[Region annotation entries]
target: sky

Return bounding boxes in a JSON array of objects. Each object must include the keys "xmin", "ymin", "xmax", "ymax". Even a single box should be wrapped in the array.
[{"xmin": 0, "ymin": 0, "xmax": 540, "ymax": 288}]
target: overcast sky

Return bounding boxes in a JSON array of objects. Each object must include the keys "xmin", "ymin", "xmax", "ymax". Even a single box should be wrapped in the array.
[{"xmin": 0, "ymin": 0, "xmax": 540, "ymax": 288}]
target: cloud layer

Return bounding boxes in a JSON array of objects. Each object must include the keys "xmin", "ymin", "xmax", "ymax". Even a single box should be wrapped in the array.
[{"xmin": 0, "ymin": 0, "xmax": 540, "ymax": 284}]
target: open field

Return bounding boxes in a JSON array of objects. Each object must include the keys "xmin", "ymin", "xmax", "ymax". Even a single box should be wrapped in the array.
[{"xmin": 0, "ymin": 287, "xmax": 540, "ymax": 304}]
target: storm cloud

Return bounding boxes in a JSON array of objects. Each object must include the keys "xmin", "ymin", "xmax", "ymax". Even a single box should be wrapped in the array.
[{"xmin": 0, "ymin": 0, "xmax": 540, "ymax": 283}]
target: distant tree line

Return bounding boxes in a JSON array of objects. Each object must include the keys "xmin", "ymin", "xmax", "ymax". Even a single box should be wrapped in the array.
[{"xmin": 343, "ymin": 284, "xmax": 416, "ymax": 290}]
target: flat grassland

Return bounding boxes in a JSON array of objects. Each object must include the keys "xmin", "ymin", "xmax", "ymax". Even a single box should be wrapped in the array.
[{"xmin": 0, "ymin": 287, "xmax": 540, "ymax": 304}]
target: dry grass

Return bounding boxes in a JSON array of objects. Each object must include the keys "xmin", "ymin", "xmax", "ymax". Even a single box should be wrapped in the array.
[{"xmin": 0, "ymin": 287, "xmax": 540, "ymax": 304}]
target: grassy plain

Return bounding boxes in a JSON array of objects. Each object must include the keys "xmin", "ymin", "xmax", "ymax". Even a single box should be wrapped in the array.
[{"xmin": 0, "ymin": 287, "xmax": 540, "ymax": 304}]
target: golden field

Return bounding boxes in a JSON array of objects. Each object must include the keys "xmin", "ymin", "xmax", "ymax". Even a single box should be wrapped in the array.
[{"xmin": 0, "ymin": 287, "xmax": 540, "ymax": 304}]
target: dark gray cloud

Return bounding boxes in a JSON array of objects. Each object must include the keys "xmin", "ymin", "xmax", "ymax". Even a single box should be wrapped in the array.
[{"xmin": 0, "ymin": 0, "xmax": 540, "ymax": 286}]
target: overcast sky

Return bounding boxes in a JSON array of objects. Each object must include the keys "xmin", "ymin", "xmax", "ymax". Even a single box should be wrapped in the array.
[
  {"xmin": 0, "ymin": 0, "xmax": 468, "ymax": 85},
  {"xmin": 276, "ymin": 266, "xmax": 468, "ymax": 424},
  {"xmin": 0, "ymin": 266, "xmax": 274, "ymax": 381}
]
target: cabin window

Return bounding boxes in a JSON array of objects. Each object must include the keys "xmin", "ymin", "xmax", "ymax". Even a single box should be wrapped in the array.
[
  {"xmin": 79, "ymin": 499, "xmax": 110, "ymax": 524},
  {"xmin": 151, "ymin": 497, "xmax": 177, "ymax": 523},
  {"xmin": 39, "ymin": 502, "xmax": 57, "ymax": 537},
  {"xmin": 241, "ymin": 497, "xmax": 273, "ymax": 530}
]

TASK TO COMPLETE: Count the lines in the records that contain the string "field", treating case as significant. Reply with the number only.

RESPONSE TO THE EXERCISE: 2